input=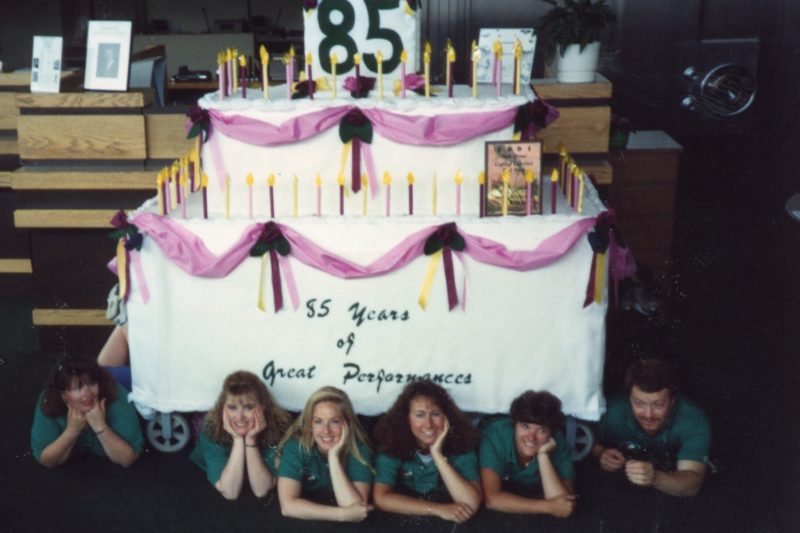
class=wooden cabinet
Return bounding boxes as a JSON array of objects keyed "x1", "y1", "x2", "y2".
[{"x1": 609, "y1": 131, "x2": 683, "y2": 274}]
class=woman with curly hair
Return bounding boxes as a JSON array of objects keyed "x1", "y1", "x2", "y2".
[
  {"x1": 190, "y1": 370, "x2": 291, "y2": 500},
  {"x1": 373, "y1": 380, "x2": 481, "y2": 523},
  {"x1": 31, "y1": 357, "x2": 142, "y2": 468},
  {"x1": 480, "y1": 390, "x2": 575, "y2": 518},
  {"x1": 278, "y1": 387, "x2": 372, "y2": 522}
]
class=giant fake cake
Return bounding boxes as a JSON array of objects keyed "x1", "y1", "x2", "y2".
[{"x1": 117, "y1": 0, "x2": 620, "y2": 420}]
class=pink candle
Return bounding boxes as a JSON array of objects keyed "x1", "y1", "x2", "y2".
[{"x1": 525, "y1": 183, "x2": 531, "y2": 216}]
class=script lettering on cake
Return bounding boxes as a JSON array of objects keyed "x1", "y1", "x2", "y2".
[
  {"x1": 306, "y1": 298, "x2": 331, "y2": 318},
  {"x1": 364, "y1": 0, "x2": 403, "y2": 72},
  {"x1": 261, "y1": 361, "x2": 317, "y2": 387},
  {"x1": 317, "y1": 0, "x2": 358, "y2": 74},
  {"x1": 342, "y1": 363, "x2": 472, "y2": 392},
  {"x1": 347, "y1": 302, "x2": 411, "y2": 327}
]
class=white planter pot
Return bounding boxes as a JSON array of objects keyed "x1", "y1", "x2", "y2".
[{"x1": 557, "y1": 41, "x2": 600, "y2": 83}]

****************

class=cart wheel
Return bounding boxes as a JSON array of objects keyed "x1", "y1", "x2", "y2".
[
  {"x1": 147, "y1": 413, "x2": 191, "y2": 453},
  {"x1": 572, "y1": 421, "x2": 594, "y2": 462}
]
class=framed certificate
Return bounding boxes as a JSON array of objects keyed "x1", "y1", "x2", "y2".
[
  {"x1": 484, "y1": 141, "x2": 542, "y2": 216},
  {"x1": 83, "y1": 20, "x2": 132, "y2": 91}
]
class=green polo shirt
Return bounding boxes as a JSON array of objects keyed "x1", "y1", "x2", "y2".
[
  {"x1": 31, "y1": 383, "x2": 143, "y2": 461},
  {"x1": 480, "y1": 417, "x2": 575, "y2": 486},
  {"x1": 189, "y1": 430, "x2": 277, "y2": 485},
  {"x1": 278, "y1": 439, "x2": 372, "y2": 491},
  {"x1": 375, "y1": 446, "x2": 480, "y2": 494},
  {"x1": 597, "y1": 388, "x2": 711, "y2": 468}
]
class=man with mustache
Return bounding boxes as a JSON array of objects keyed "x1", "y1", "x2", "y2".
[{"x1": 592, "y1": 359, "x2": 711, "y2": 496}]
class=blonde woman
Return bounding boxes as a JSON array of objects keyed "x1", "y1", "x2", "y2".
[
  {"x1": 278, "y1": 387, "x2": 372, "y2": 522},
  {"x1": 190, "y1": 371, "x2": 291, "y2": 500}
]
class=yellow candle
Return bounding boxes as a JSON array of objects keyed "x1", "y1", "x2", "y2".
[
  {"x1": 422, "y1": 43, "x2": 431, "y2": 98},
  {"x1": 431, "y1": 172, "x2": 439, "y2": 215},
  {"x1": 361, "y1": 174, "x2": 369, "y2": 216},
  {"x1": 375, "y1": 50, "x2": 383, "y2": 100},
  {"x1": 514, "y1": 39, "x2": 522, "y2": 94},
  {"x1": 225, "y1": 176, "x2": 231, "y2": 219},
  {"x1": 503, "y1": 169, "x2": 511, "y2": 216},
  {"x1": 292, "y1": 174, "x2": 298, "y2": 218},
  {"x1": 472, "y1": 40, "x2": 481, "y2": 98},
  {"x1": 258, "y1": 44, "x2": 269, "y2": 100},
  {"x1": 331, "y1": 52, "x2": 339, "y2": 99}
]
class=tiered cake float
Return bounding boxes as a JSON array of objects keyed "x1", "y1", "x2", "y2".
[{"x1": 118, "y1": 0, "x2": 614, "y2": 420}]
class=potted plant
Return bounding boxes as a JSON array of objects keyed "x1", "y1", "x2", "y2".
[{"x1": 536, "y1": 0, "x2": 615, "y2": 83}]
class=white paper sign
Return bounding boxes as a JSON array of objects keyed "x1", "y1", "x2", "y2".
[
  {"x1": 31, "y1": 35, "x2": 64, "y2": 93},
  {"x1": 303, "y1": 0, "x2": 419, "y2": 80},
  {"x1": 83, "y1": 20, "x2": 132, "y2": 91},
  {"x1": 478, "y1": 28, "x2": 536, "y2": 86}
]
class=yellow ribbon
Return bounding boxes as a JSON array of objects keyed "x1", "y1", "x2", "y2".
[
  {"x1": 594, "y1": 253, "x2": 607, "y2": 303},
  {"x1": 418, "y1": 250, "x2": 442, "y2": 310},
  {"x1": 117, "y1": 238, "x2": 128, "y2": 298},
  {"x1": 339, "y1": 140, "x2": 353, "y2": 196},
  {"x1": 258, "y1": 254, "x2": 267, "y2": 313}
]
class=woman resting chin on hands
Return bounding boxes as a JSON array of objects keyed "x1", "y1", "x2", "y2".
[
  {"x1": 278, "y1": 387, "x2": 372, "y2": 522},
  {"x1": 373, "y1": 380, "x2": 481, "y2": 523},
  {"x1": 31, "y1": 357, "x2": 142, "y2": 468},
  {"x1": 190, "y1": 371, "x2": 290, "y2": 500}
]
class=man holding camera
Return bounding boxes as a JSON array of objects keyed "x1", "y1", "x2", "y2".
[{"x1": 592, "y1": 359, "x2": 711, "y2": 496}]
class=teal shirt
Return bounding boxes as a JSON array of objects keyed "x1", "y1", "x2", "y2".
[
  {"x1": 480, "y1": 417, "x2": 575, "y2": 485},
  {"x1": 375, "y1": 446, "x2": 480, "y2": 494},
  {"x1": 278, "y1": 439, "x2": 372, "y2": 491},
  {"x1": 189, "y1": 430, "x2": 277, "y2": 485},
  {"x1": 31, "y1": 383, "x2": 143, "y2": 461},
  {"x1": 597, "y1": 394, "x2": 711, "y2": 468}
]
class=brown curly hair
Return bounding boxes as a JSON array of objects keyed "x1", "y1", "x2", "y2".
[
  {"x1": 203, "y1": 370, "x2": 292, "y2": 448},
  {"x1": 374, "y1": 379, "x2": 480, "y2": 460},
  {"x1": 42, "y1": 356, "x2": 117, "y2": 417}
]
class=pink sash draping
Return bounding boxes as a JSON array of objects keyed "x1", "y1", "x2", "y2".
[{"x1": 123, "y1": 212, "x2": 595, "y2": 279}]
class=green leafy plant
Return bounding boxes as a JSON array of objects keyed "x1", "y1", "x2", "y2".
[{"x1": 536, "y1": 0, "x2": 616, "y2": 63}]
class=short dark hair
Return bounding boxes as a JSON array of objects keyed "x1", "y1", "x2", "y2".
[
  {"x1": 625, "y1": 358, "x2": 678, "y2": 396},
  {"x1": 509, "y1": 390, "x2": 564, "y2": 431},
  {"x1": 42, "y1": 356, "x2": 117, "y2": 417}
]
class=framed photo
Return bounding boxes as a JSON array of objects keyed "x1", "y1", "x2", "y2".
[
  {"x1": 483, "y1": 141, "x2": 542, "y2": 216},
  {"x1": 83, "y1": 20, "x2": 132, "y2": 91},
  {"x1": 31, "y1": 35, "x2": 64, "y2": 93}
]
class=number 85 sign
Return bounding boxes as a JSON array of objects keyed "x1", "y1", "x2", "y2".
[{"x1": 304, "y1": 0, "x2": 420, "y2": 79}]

****************

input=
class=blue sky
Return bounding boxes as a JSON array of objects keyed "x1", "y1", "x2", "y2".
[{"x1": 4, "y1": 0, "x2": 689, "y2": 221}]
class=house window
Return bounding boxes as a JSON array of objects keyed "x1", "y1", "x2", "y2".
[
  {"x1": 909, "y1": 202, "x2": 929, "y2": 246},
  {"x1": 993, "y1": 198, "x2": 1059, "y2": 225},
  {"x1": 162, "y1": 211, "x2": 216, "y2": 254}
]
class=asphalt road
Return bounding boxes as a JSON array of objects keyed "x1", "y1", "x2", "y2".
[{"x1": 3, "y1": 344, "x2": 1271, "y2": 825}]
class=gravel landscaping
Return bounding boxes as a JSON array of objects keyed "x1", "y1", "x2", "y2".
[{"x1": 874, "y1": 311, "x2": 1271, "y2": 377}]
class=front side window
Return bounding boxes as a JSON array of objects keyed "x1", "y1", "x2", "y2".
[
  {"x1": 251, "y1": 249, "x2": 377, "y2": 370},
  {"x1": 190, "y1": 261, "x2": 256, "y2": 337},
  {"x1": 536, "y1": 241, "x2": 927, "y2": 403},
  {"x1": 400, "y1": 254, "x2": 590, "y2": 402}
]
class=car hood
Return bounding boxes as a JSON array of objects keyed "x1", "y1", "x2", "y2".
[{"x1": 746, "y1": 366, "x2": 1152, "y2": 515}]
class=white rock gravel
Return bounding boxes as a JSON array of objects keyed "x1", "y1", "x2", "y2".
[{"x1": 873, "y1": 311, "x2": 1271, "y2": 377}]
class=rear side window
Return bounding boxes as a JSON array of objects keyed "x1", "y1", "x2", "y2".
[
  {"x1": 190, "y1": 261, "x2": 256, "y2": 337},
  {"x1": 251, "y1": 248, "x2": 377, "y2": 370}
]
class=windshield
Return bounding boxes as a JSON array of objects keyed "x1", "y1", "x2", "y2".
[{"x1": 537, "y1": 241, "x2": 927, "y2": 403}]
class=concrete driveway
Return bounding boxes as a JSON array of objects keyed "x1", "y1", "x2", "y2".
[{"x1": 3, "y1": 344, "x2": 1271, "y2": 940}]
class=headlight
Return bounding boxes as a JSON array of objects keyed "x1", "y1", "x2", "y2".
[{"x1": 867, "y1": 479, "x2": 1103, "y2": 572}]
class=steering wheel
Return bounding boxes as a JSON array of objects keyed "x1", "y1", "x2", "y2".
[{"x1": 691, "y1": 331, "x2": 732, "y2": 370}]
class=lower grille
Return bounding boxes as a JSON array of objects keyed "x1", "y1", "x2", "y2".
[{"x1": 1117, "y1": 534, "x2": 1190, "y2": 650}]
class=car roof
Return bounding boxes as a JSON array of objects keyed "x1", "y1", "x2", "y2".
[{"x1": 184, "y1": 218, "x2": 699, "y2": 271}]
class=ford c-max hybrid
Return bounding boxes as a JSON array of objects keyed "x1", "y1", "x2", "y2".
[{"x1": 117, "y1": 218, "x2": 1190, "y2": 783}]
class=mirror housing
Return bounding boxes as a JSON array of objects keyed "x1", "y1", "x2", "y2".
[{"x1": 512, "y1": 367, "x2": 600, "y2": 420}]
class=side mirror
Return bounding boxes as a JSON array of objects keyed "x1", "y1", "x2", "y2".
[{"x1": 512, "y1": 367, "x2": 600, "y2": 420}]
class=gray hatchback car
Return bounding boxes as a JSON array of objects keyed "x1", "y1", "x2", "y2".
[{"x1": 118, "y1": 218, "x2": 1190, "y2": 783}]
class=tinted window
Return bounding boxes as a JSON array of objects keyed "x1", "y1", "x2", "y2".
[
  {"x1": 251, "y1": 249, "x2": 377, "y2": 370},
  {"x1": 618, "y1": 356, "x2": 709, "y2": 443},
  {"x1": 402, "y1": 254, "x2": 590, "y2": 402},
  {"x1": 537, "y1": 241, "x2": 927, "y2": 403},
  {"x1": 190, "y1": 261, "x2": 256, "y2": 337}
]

****************

● **Given exercise**
How many lines in the three blocks above include the word "window"? Reply with the number only.

● **Answer for this exercise**
4